## TASK REQUIREMENTS:
Please copy all the records below with "every instance" swapped for "each instance" and everything else unchanged, leaving the pictures out.

-- start of DATA FOR PROCESSING --

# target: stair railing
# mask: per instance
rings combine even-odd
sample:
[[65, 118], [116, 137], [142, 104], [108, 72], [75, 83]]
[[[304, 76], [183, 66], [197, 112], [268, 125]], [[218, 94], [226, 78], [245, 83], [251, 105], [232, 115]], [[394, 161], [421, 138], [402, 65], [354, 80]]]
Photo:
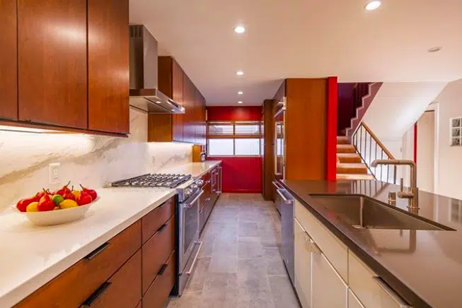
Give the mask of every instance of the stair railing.
[[361, 122], [352, 136], [352, 143], [361, 156], [371, 174], [376, 179], [396, 184], [396, 165], [379, 165], [371, 167], [376, 159], [394, 160], [395, 158], [364, 122]]

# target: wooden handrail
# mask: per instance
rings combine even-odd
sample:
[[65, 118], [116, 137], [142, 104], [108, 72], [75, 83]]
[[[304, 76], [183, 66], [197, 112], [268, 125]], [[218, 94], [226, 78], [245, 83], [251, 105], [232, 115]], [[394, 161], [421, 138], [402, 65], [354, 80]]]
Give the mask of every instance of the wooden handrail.
[[369, 126], [368, 126], [367, 124], [366, 124], [366, 123], [362, 122], [361, 124], [358, 126], [358, 129], [359, 129], [359, 127], [360, 127], [362, 125], [364, 127], [364, 129], [366, 129], [366, 131], [367, 131], [367, 132], [368, 132], [368, 133], [369, 133], [369, 134], [372, 136], [372, 138], [373, 138], [373, 139], [374, 139], [374, 140], [377, 143], [377, 144], [379, 145], [379, 146], [380, 146], [380, 148], [383, 150], [383, 152], [385, 153], [385, 154], [386, 154], [387, 156], [388, 156], [388, 158], [391, 159], [391, 160], [394, 160], [394, 159], [395, 159], [395, 157], [394, 157], [394, 156], [393, 156], [393, 155], [390, 153], [390, 151], [389, 151], [389, 150], [388, 150], [385, 147], [385, 146], [383, 145], [383, 143], [382, 143], [382, 142], [379, 139], [379, 138], [376, 136], [376, 134], [374, 134], [374, 132], [371, 130], [371, 129], [369, 128]]

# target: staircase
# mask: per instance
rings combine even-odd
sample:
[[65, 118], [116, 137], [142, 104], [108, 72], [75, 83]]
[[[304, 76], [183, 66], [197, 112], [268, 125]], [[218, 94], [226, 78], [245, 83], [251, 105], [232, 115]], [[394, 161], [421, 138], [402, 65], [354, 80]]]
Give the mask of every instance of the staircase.
[[337, 137], [337, 179], [374, 179], [345, 136]]

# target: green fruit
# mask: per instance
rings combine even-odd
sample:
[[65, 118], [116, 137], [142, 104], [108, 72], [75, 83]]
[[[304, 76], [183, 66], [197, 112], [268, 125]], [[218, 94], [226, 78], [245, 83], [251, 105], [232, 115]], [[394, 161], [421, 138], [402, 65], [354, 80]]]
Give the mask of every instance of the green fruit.
[[57, 206], [59, 206], [59, 203], [64, 201], [64, 199], [62, 196], [54, 195], [52, 197], [52, 200]]

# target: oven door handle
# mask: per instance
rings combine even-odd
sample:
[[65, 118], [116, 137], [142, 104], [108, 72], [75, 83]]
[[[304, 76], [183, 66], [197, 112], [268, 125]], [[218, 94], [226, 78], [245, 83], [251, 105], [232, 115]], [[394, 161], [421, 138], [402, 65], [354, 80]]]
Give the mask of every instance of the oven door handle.
[[202, 195], [202, 194], [204, 194], [204, 191], [203, 191], [203, 190], [201, 191], [199, 193], [199, 194], [198, 194], [197, 196], [196, 196], [196, 197], [195, 197], [194, 199], [192, 199], [192, 201], [191, 202], [188, 202], [188, 203], [183, 203], [183, 208], [191, 208], [192, 206], [194, 206], [194, 203], [196, 203], [196, 201], [199, 199], [199, 198], [200, 198], [200, 196]]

-- end of DATA FOR PROCESSING --

## RESPONSE TO THE EXERCISE:
# target: stair railing
# mask: per instance
rings combine even-odd
sample:
[[65, 118], [116, 137], [142, 104], [108, 72], [75, 83]]
[[[304, 76], [183, 66], [197, 112], [268, 125]], [[218, 94], [226, 78], [245, 83], [251, 105], [232, 115]], [[394, 161], [421, 138], [402, 65], [354, 80]]]
Photo:
Give the mask of each instance of the stair railing.
[[361, 122], [352, 136], [352, 143], [361, 156], [371, 174], [376, 179], [396, 184], [396, 165], [379, 165], [371, 167], [376, 159], [394, 160], [395, 158], [364, 122]]

# target: wooden handrail
# mask: per instance
rings combine even-odd
sample:
[[65, 118], [116, 137], [142, 104], [108, 72], [75, 83]]
[[[304, 76], [183, 66], [197, 112], [268, 125]], [[218, 94], [226, 78], [245, 83], [251, 105], [232, 115]], [[394, 161], [421, 138], [402, 65], [354, 80]]]
Give the mask of each instance of the wooden handrail.
[[369, 126], [368, 126], [367, 124], [366, 124], [366, 123], [362, 122], [361, 124], [358, 126], [358, 129], [359, 129], [359, 127], [360, 127], [362, 125], [364, 127], [364, 129], [366, 129], [366, 131], [367, 131], [367, 132], [368, 132], [368, 133], [369, 133], [369, 134], [372, 136], [372, 138], [373, 138], [373, 139], [374, 139], [374, 140], [377, 143], [377, 144], [379, 145], [379, 146], [380, 146], [380, 148], [383, 150], [383, 152], [385, 153], [385, 154], [386, 154], [387, 156], [388, 156], [388, 158], [391, 159], [391, 160], [394, 160], [394, 159], [395, 159], [395, 157], [394, 157], [394, 156], [393, 156], [393, 155], [390, 153], [390, 151], [389, 151], [389, 150], [388, 150], [385, 147], [385, 146], [383, 145], [383, 143], [382, 143], [382, 142], [379, 139], [379, 138], [376, 136], [376, 134], [374, 134], [374, 132], [371, 130], [371, 129], [369, 128]]

# target: staircase
# mask: per instance
rings combine even-odd
sample:
[[65, 118], [116, 137], [142, 104], [108, 72], [75, 83]]
[[[304, 76], [183, 66], [197, 112], [268, 125]], [[218, 94], [226, 78], [245, 83], [251, 105], [232, 115]], [[394, 161], [421, 138], [402, 65], [354, 80]]]
Give the mask of each instance of the staircase.
[[337, 137], [337, 179], [374, 179], [345, 136]]

# target: green fruit
# mask: per instance
rings combine even-odd
sample:
[[65, 118], [116, 137], [142, 104], [108, 72], [75, 83]]
[[[304, 76], [183, 66], [197, 112], [268, 125]], [[218, 94], [226, 78], [245, 83], [251, 105], [232, 115]], [[394, 161], [421, 138], [402, 65], [354, 80]]]
Give the mask of each instance of the green fruit.
[[57, 206], [59, 206], [59, 203], [64, 201], [64, 199], [62, 196], [54, 195], [52, 197], [52, 200]]

# target: oven door handle
# mask: per instance
rings combine even-odd
sample:
[[65, 118], [116, 137], [142, 104], [108, 72], [75, 83]]
[[[304, 76], [183, 66], [197, 112], [268, 125]], [[218, 94], [226, 78], [245, 83], [251, 105], [232, 115]], [[394, 161], [421, 138], [402, 65], [354, 80]]]
Give the mask of each instance of the oven door handle.
[[202, 195], [202, 194], [204, 194], [204, 191], [203, 191], [203, 190], [201, 191], [199, 193], [199, 194], [198, 194], [197, 196], [196, 196], [196, 197], [195, 197], [194, 199], [192, 199], [192, 201], [191, 202], [188, 202], [188, 203], [183, 203], [183, 208], [191, 208], [192, 206], [194, 206], [194, 203], [196, 203], [196, 201], [199, 199], [199, 198], [200, 198], [200, 196]]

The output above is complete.